Professor at the António Xavier Institute of Chemical and Biological Technology (ITQB NOVA) and coordinator of an associated laboratory, LS4Future, Inês Cardoso Pereira is also responsible for the Bacterial Energy Metabolism laboratory.
One of the Bacterial Energy Metabolism laboratory’s projects she highlights is the study of an important enzyme in anaerobic bacteria that has a high capacity to reduce CO2. With a PhD from Oxford University, Inês Cardoso Pereira believes that the ITQB NOVA’s atmosphere is “fantastic” and that the institute has “a very multidisciplinary character,” praising how Oeiras has “a very rich and expanding research ecosystem,” with “great support” from the City Council of Oeiras.
Learn more about the Bacterial Energy Metabolism laboratory through the words of Inês Cardoso Pereira, the Face of Science responsible for this department.
What are the main research directions of the Bacterial Energy Metabolism laboratory?
Our lab studies a group of anaerobic bacteria, that is, bacteria that use sulfur compounds to breathe instead of oxygen. These bacteria are found in many natural habitats, from marine sediments, to soils to our gut. By studying their energy metabolism, we try to understand how they obtain energy from this type of respiration, which results in the production of sulfide and can potentially generate adverse environmental and health consequences if produced in excess.

==================================================

▶ REQUIRED WORK:
1. Reproduce the interview with Inês Cardoso Pereira word for word, starting at "One of the Bacterial" and ending at "Council of Oeiras.".
2. Answer these questions on the interview with Inês Cardoso Pereira:
(a) Which associated laboratory does she coordinate?
(b) From which university does she hold a PhD?
(c) What do the bacteria her lab studies use to breathe instead of oxygen?
3. Continue the interview with Inês Cardoso Pereira from where it stops.

▶ EXTRACTED RECORDS:
==================================================

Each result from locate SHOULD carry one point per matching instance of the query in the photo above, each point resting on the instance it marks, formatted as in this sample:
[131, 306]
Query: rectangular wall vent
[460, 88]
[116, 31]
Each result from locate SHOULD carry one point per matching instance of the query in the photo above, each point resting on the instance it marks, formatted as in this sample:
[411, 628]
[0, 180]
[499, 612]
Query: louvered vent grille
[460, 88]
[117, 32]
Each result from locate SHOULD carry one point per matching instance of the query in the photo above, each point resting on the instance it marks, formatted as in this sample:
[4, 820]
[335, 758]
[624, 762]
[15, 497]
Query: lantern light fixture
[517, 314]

==================================================

▶ ANSWER LIST:
1.
One of the Bacterial Energy Metabolism laboratory’s projects she highlights is the study of an important enzyme in anaerobic bacteria that has a high capacity to reduce CO2. With a PhD from Oxford University, Inês Cardoso Pereira believes that the ITQB NOVA’s atmosphere is “fantastic” and that the institute has “a very multidisciplinary character,” praising how Oeiras has “a very rich and expanding research ecosystem,” with “great support” from the City Council of Oeiras.

2.
(a) LS4Future
(b) Oxford University
(c) Sulfur compounds

3.
On the other hand, we use these bacteria, as well as proteins isolated from them, for biocatalytic processes, processes in which we use the biological system (cells or proteins) to perform relevant chemical transformations, from the removal of environmental pollutants to the production of hydrogen or the conversion of CO2 into value-adding compounds.
What specific lab projects would you like to highlight?
We have several projects going on in the lab, but I can highlight three that are illustrative. In the first, we are studying an intestinal bacterium – several studies have shown that it becomes more abundant in the intestine with the consumption of a diet rich in animal protein and fats and low in fiber. This bacterium leads to higher levels of sulfide in the gut, with adverse health consequences, including inflammatory bowel disease, cardiovascular disease, and cancer. We are studying how this bacterium interacts with intestinal epithelial cells and what pathogenic mechanisms it uses.
In another project we study an important enzyme from a group of bacteria that have a high ability to reduce CO2 in a very efficient and specific way, which is difficult to achieve chemically.
We study the mechanism used by this protein to activate and reduce CO2, allowing us to develop sustainable catalytic systems that use green light or electricity to reduce this gas efficiently.
Finally, in a recent project we developed a hybrid biocatalyst based on semiconductor nanoparticles. These nanoparticles are produced on the surface of bacteria and allow the bacteria to produce hydrogen directly from sunlight, in a sustainable process, that is to say, one that produces green hydrogen.
How are these organisms and their study relevant in the sewage treatment?
Sewage treatment involves numerous biological processes, some of them under anaerobic conditions, which are essential to remove organic matter and other nutrients. We have developed a process in our laboratory, based on the bacteria we study, designed to remove micropollutants present in low concentrations in the sewage system during the treatment process, namely pharmaceuticals such as antibiotics, steroids and contraceptives.
How can the population of Oeiras benefit from the projects developed in the Bacterial Energy Metabolism laboratory?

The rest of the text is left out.